__Text block__
So far, we've had a great reception from each of the schools we’ve visited.  The students are thrilled to be getting out of the traditional classroom for an hour, but beyond that, they seem truly excited by the fact that some “outsiders” are interested enough to come to them where they live.   One thing that does not come as a surprise—but that is being proven over and over again—is that the students are just as receptive to new experiences as their teachers and administrators are.  There are some schools that welcome a non-traditional approach.  The students are primed for our creative style of learning and will carry an extraordinary amount away from the experience.  There are other schools that have invited us in but think that our visit is somewhat dangerous.  They feel that the students are not ready to process information presented in a unique way.  They feel that classroom time is so precious that any deviation from the normal schedule should be guarded carefully.  I appreciate their concerns because teachers are held accountable for test scores, and it must be difficult to think outside the box under that kind of constant pressure.

It is amazing, though, how one teacher’s attitude (either positive or negative) can truly influence the attitude of an entire school.  When there is a teacher who is engaged with the students and truly invested in their education (rather than just the benchmarks of their education), the classroom becomes a magical place where learning is exciting.  Students explore their imaginations and creativity….and it is exciting to be near.  We are inspired by what we are seeing in the schools.  Some are thriving under the leadership of visionaries.  Some need more work than we could have ever suspected.  This tour is less than a week old—and what we are learning is almost overwhelming.  I’m so thrilled to be on this ride.  I know that the journey is providing vital information that will aid us as we continue to shape TheatreSquared educational programs. 

 From the Valley Springs Teacher’s Pledge, on the wall in the cafeteria.


Arkansas Schools Tour 2011 - The Poe Show

Caden: The gray Chrysler Town and Country (which we have cleverly dubbed “The Raven” because that’s not an obvious joke) pulled into the Valley Springs school complex, and the first thing I saw pasted on the windows was a series of Edgar Allen Poe posters—or “Poe-sters” if you’re into wordplay (though I’m sure everyone else blogging here will make the same joke).  What struck me was not so much that the students had made them for our arrival, but that each one was detailed and intricate and had a definite theme that the student presented intelligently: the theme was “Poe Knows…” and each would end with another word, such as “Love” or “Necromancy” or “Death.”  Each poster was designed with that theme in mind: Love had hearts over Poe’s eyes; Haunted had several Poe portraits with the head or eyes missing from them.  Chilling, funny stuff.  My favorite combination.

__Provided records__

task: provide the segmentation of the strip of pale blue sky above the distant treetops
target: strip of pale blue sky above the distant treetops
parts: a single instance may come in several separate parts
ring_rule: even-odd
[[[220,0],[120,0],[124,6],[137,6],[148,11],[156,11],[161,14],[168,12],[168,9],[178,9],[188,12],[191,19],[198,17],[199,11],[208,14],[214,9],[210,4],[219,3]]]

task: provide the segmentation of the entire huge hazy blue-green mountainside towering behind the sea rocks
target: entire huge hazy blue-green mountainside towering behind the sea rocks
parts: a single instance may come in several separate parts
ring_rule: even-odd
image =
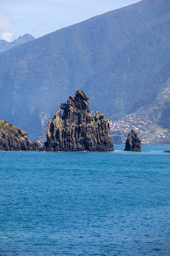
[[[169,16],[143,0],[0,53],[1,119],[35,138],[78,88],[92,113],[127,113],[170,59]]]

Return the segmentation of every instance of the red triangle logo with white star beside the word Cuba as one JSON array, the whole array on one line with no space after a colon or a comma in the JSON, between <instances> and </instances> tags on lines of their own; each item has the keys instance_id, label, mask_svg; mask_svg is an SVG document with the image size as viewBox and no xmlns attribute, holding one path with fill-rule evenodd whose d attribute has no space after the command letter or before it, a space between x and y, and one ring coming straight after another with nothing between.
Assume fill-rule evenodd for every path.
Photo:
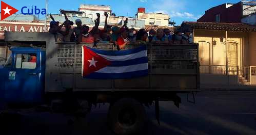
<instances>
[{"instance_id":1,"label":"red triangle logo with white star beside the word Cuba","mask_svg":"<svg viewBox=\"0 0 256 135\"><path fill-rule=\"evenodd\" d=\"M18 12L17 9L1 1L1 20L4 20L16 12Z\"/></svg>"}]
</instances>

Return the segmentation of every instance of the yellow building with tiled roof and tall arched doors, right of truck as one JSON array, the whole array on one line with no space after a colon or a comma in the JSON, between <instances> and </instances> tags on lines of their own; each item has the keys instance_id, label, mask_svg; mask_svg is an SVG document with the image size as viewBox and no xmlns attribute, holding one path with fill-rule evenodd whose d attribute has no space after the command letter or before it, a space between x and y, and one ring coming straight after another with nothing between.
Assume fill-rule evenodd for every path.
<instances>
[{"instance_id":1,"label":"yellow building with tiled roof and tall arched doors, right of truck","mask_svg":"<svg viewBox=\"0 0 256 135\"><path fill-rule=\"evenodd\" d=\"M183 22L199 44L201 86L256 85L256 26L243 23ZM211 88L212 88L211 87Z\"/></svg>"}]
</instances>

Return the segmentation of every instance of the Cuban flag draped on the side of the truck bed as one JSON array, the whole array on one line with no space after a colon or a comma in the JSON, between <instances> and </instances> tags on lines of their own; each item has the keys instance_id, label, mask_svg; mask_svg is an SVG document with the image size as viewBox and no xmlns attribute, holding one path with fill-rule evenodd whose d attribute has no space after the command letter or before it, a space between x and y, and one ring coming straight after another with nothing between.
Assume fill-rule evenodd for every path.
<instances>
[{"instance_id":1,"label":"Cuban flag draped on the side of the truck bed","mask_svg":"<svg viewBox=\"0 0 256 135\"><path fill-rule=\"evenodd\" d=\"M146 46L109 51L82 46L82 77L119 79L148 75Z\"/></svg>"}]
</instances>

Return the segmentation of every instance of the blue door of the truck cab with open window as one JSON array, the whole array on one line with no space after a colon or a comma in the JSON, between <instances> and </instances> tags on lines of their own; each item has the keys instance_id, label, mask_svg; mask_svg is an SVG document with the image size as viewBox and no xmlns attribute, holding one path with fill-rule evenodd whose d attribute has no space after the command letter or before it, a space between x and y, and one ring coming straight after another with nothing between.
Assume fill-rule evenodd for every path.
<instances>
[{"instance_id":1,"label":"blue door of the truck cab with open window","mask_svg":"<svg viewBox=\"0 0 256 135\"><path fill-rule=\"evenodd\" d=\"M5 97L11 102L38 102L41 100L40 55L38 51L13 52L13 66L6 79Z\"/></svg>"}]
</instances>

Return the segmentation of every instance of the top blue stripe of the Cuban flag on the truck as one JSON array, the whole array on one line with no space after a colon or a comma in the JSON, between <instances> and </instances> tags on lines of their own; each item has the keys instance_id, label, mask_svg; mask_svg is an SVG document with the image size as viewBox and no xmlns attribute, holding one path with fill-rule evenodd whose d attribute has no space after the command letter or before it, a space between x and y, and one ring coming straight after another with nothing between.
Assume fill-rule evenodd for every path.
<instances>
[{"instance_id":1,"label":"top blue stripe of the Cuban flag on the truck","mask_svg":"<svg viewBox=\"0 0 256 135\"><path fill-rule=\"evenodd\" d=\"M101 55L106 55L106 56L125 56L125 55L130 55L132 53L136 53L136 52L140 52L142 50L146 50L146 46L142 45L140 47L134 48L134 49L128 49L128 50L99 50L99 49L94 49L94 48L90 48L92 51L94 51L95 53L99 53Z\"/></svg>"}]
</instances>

__Assigned task__
Continue the account of the TheatreSquared visit to Arkansas schools from its last sentence, writing the next paragraph of Caden's entry about the Valley Springs stop.

__Exercise response__
The mere fact that these high school students showed so much interest in this show and the works of Edgar Allen Poe conveys to me that these students are not only interested in and hungry for more knowledge but that they also know how to have fun with it.  This always seemed a mark of high intelligence to me.  It is apparent that the Valley Springs student body has teachers that not only care but are also willing to deviate from (what are in my experience) typical high school teaching methods in order to get kids interested in the subject matter and encourage them to form an original outlook on it.   The English teacher, Wes Whitaker, was not only insanely helpful with setup (including solving a last-minute technical problem) and urging his students to ask questions and participate in the workshops, but after seeing his classroom and having a few words with him, I realized he was also a teacher who would open student’s minds and encourage them to pursue interests that lie outside the norm.  I wouldn’t be doing what I’m doing today if it weren’t for a similar high school English teacher (looking at you, Thomas MacQueeney), who gave such assignments as writing  short stories, short plays, and short films, on top of all the reading we had to do.  I think the educational system works much better when teachers eliminate fear (of failure, of displeasing your elders) from the classroom and instead foster interest in whatever topics captivate the students.  More Wes Whitakers in the school system would lead to more wonderful students like the ones we performed for in Valley Springs.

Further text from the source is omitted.